My mom is from the Philippines, my dad is from Kenya, and I’m first generation American.

aBa Mbirika | Eau Claire, WI
“My dad was a radically smart guy who grew up in a village without electricity. As a kid he got noticed for his smarts and was given a scholarship to study in London, and then eventually in New York. His academic work earned him titles and prestige; he was even knighted by Pope John Paul for the Knights of Malta.
His primary focus in life was to solve the problems of Africa. But that passion work often wasn’t paid, and he didn’t think much about holding down a regular job.
We ended up getting evicted many times when I was young. I remember the fifth or sixth time we were evicted. I got home and there was a chain with a lock across the door. I realize why they did it, but that time was particularly hurtful. We couldn't get in to recover anything.

◆ Requirements ◆
In two sentences, summarize the account. Base your work only on the account.

Object pointing dataset rows:

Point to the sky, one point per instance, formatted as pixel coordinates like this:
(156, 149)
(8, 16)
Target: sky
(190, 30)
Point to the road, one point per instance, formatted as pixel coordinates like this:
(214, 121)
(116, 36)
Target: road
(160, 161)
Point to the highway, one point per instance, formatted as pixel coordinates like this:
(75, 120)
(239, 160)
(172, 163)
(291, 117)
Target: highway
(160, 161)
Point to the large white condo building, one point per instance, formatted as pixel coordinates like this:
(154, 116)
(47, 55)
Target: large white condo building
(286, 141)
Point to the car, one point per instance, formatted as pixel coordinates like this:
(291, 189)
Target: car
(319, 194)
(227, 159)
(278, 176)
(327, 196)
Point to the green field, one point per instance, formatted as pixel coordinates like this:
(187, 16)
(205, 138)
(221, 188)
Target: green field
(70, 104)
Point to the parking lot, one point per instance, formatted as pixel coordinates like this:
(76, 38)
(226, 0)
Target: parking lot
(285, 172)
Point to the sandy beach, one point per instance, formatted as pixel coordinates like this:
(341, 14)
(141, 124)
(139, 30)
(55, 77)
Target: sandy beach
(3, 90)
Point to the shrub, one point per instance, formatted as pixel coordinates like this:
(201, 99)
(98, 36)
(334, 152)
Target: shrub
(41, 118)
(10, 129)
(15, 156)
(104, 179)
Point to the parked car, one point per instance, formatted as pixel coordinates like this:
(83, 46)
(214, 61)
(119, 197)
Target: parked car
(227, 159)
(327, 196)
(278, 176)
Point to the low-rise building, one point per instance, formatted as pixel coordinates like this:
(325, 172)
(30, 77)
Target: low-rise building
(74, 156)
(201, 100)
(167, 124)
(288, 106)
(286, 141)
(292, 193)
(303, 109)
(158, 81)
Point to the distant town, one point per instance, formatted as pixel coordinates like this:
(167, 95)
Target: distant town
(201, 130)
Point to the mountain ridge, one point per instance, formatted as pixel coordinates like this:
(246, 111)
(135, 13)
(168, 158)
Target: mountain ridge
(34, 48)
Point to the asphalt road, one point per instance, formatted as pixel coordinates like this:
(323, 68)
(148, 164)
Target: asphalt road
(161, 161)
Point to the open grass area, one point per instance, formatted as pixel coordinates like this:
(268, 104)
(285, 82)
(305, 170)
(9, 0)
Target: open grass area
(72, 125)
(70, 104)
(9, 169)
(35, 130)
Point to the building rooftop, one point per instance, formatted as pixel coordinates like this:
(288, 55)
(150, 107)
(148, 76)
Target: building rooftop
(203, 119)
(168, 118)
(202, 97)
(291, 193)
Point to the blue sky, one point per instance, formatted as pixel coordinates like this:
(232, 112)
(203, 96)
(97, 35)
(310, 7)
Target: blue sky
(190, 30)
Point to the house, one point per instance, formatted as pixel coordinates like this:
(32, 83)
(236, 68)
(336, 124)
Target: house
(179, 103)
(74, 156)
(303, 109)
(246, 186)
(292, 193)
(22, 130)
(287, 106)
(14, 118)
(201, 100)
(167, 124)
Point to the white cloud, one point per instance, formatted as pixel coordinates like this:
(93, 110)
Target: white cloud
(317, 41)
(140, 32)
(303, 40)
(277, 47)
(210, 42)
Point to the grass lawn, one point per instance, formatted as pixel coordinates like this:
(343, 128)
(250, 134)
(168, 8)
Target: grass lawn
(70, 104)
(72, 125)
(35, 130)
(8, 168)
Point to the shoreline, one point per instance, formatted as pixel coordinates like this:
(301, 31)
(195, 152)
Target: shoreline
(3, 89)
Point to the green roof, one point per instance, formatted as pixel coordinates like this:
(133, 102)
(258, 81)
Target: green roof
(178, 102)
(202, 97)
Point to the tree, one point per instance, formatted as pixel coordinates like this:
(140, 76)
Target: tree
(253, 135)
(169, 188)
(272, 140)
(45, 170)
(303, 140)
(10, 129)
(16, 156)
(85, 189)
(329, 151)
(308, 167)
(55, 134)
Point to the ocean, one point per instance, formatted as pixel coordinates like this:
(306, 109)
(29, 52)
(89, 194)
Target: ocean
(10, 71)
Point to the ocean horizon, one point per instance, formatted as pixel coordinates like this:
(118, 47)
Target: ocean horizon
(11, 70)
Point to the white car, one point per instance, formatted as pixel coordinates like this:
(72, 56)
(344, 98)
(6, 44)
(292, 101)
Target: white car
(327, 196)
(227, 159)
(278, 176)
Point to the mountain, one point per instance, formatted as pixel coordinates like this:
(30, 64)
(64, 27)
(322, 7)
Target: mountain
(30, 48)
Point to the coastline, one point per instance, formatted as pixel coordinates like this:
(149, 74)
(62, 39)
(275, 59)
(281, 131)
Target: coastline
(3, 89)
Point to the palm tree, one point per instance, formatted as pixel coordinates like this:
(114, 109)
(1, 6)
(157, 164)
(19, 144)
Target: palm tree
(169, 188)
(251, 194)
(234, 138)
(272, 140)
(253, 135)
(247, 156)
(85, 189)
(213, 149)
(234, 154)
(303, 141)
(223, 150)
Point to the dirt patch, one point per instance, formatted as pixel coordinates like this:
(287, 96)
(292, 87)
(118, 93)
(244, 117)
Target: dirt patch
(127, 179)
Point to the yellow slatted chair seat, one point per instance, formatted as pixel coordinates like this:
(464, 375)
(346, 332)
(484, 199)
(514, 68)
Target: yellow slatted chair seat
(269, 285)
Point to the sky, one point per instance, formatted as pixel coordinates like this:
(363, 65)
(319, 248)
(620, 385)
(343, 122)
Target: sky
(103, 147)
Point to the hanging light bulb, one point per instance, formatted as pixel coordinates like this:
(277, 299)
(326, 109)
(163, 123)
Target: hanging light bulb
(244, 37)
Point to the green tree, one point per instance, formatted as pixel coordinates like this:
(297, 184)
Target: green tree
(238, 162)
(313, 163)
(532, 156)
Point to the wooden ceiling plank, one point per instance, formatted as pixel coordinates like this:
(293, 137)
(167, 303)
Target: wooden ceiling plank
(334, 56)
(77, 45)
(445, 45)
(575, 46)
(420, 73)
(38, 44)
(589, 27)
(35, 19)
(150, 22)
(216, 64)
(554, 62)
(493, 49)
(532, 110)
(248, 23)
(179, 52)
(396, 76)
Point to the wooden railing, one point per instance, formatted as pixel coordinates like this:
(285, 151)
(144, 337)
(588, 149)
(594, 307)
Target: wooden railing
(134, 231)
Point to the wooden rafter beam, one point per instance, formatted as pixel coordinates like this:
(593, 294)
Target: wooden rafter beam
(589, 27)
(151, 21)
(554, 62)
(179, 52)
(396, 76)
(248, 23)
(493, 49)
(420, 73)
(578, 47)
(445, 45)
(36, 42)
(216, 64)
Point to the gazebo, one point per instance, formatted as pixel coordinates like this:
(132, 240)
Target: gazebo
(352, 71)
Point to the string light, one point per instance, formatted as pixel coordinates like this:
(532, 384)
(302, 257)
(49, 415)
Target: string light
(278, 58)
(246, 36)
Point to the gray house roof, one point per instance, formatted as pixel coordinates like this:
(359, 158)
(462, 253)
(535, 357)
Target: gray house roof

◆ Reply to the exercise ◆
The narrator of the account is a first-generation American whose mother is from the Philippines and whose father grew up in a Kenyan village without electricity, won a scholarship to study in London and later New York, and earned academic titles and a knighthood. Because the father devoted himself to often unpaid work on Africa's problems instead of a regular job, the family was evicted many times, once coming home to a chained and locked door that kept them from recovering anything.